━━━━━ PAGE TEXT ━━━━━

Published:Friday | March 27, 2020 | 12:00 AMAlbert Ferguson/Gleaner Writer

WESTERN BUREAU:

Half of the 100 COVID-19 isolation rooms needed by the Western Regional Health Authority have been identified in Montego Bay, Health and Wellness Minister Dr Christopher Tufton has said.

The Government is seeking to rent, in the short term, 600 rooms as part of a national response plan to mitigate against the pandemic.

“We have a facility in Montego Bay, which is about 50 rooms, offered to us by a hotelier, which we are now retrofitting, [and] which will suit the purposes we are anticipating for [in] the 600 rooms,” said Tufton, responding to a question from The Gleaner at Wednesday’s online COVID-19 press conference via Zoom.

Tufton said that several other offers were substandard or posed logistical challenges. Room costs were also disqualifying factors.

“We still have a fairly long way to go in identifying those 600 rooms. It’s not just about the rooms, it’s also about where they are located because we want to place them strategically, so access, depending on where persons are, can be relatively easy and that the management and manning of these facilities can also be efficient,” said Tufton.

“The required rooms are fundamental to the response plan that we have, particularly going into a period of community spread … ,” said Tufton.

Should the Government fail in its voluntary room-raising initiative, Tufton said he was prepared to exercise his powers under the Disaster Risk Management Act through compulsory acquisition to house the recovering patients.

“If we are not getting that cooperation [of the private sector], then there is always the possibility of triggering the law under the emergency powers that exist,” Tufton said.

However, he said compulsory acquisition would be a last resort.

━━━━━ DATA TO EXAMINE ━━━━━

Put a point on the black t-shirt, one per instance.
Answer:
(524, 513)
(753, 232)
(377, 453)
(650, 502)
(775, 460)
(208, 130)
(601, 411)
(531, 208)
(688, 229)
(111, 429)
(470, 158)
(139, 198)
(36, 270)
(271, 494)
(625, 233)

━━━━━

Please reproduce the article on COVID-19 isolation rooms, beginning at the words "Should the Government" and stopping after "a last resort.".

Should the Government fail in its voluntary room-raising initiative, Tufton said he was prepared to exercise his powers under the Disaster Risk Management Act through compulsory acquisition to house the recovering patients.

“If we are not getting that cooperation [of the private sector], then there is always the possibility of triggering the law under the emergency powers that exist,” Tufton said.

However, he said compulsory acquisition would be a last resort.